__Dataset entries__.

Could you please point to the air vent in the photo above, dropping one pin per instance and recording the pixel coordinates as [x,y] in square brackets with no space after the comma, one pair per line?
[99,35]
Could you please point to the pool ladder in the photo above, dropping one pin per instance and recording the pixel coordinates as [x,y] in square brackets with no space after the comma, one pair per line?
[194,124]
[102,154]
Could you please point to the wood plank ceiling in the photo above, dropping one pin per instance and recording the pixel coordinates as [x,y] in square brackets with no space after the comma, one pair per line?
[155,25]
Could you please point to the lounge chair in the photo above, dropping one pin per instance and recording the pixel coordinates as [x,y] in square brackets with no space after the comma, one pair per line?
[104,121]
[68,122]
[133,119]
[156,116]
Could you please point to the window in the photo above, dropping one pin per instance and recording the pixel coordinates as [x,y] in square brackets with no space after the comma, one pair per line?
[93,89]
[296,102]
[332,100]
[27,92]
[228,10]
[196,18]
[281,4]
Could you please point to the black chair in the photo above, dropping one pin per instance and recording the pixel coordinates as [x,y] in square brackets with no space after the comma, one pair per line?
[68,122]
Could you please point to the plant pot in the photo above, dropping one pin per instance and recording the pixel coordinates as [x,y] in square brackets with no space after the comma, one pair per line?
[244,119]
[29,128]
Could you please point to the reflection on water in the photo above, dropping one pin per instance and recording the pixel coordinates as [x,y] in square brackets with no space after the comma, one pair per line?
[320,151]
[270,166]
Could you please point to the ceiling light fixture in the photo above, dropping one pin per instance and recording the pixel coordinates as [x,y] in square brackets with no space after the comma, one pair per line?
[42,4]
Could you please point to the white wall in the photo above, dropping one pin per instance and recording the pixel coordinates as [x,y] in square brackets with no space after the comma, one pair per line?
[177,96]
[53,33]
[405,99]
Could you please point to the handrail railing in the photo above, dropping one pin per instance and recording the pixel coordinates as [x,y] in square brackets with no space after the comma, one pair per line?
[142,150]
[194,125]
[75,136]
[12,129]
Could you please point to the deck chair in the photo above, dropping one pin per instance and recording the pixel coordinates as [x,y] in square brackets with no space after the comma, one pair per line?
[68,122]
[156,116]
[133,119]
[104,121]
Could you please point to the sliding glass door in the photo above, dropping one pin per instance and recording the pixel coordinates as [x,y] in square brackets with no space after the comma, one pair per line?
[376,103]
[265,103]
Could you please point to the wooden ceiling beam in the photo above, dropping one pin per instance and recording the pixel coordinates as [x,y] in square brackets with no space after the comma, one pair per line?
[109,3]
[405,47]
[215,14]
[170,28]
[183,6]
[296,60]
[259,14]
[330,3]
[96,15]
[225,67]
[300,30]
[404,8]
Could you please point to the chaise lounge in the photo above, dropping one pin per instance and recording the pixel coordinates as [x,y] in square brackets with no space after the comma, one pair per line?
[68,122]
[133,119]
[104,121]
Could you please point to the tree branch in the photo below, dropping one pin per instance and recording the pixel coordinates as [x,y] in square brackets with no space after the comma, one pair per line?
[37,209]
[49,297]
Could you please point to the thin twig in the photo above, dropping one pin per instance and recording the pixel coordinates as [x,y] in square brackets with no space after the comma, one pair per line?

__Directions__.
Copy every line of the data above, word for word.

__Problem solution__.
Could you please point to the air vent in the photo above, dropping one pin per instance and recording the pixel coordinates as [x,y] in square brackets with no space after the comma, one pair per line?
[99,35]
Could you please point to the pool ladder in the photo above, dropping one pin per instance and recording the pixel coordinates as [x,y] in square brackets with no space after the comma, one pair per line?
[194,124]
[102,154]
Could you please point to the wood plank ceiling in the photo above, dropping one pin per instance and recording the pixel coordinates as [x,y] in square brackets with no space after the comma, one pair per line?
[155,25]
Could you please point to the lounge chair in the photo above, dropping one pin per instance and recording the pixel coordinates as [x,y] in square brackets with no space after the comma, one pair per line?
[104,121]
[68,122]
[133,119]
[156,116]
Could you please point to the window in the photo above, dropping one pin per instance and recording the pixel coordinates as [x,y] in square brackets with no space after the comma, one pair per line?
[93,89]
[296,102]
[332,100]
[27,92]
[228,10]
[196,18]
[281,4]
Could you please point to the black chair in the photo above, dropping one pin per instance and recording the pixel coordinates as [x,y] in square brackets with no space after the comma, one pair per line?
[68,122]
Could you please point to the plant pot in the photo above, dropping one pin per instance and recording the pixel coordinates as [x,y] in square brackets with no space after the comma, one pair per line?
[244,119]
[29,128]
Could you please point to the reflection on water in the photo above, dropping one pin per instance and recording the pixel coordinates as [x,y] in square brackets with no space after the comma, one pair per line?
[320,151]
[270,166]
Could you please point to the ceiling light fixture in the photo above, dropping one pin per instance and recording the pixel coordinates as [x,y] in square brackets with no space after the comma, one pair per line?
[42,4]
Could you please point to the white wall in the photo above, dropping one pin per instance and recording the pixel coordinates as [x,y] in square brackets with no space after the comma, one pair per line?
[177,96]
[53,33]
[405,99]
Could you please point to the handrail railing in the photo above, dropping one pin per instance and recording the pixel coordinates as [x,y] in square brackets with no space after the comma, one pair per line?
[142,150]
[194,125]
[75,136]
[12,129]
Could you please point to the deck chair in the photo above, dropping one pin per instance and recording the pixel coordinates as [x,y] in square brackets with no space after the comma, one pair per line?
[68,122]
[156,116]
[133,119]
[104,121]
Could you please point to the sliding glass door in the photo above, dropping one pin per instance and recording the pixel coordinates as [x,y] in square brackets with no space after the comma, one pair per line?
[376,103]
[265,103]
Could you please point to the wooden ceiling beam in the photo above, dropping one pin per instance and recording the pixel coordinates as [x,y] in square brackets with no space after the comma, one pair per line?
[109,3]
[405,47]
[215,14]
[170,28]
[183,6]
[296,60]
[259,14]
[330,3]
[96,15]
[225,67]
[300,30]
[404,8]
Could you please point to the chaise lounge in the photo above, dropping one pin per instance and recording the pixel coordinates as [x,y] in square brackets with no space after the comma, one pair per line?
[68,122]
[133,119]
[104,121]
Could you please point to the tree branch in the photo below, dropping one pin per instance and recording the pixel coordinates as [x,y] in square brackets with no space after the comma, one pair per line?
[37,209]
[49,297]
Could you please point to the thin twig in the photo above, dropping one pin per instance and recording the pixel coordinates as [x,y] in square brackets with no space after the comma, one pair per line?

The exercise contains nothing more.